(Data entries)
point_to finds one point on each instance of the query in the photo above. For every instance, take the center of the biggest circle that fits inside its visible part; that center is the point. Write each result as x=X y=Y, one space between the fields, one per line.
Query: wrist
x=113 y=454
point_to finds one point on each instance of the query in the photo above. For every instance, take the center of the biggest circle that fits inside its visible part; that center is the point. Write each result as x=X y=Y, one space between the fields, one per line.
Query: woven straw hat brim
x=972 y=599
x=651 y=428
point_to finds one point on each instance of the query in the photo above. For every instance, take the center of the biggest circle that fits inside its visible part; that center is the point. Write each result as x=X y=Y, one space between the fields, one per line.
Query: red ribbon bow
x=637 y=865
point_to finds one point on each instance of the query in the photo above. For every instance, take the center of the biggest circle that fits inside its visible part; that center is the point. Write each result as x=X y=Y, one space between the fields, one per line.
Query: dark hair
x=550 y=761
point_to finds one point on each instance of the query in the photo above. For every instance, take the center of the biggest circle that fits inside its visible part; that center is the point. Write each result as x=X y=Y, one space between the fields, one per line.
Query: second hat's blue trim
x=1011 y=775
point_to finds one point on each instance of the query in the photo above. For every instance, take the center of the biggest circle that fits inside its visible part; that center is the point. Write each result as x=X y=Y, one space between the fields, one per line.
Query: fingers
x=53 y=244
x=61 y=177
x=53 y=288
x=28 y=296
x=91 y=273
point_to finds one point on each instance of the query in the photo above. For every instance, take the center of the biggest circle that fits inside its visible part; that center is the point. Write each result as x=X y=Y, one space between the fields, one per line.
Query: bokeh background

WHAT TO WORK ON:
Update the material above by replacing every "biggest" with "largest", and leave everything else unchanged.

THE ANSWER:
point_to finds one point on each instance of the query in the photo above. For every instance, take the center of the largest circle that fits inside its visible part; that center is the point. Write each result as x=X y=Y, one space between the fields, one per line.
Query: wrist
x=113 y=454
point_to finds one point on each instance of the query in the photo above. For every instance, take the center of the largest circle that fits inside its visible part; that center is the point. Write each result as x=X y=Y, one space between the fields, one per line.
Query: woven straw hat brim
x=972 y=599
x=651 y=428
point_to finds one point on each instance of the query in the photo above. For every instance, take the center of the largest circle that fits inside its visible part; that center is the point. Write each result as x=X y=Y, one space between the fields, one per line.
Query: red ribbon bow
x=637 y=865
point_to finds one point on each instance of the query in the photo above. For every instance, take the center of the largest circle that fits inside its visible part; that center is the point. Write each result as x=X y=Y, one space between the fields, one per line.
Query: dark hair
x=550 y=761
point_to finds one point on each instance of the query in the photo above. For every instance, take the center of the largest circle that fits inside its visible part; that center is the point. Write each result as x=X y=Y, one space between the fields, one per line.
Query: second hat's blue trim
x=1011 y=775
point_to finds one point on each instance of the query in the photo above. For every instance, take the center of the largest circle that fits inside its visible part; that center is the point. Write each result as x=X y=Y, one space between the fields, one per line.
Query: fingers
x=53 y=244
x=61 y=177
x=53 y=288
x=28 y=296
x=91 y=273
point_to finds one point on each instance of the query in the photo above. For every instance, take the center of the largest circle that fits inside its visible part; that center is the point. Write each result as x=X y=Y, one space between the fields, one per line.
Query: bokeh background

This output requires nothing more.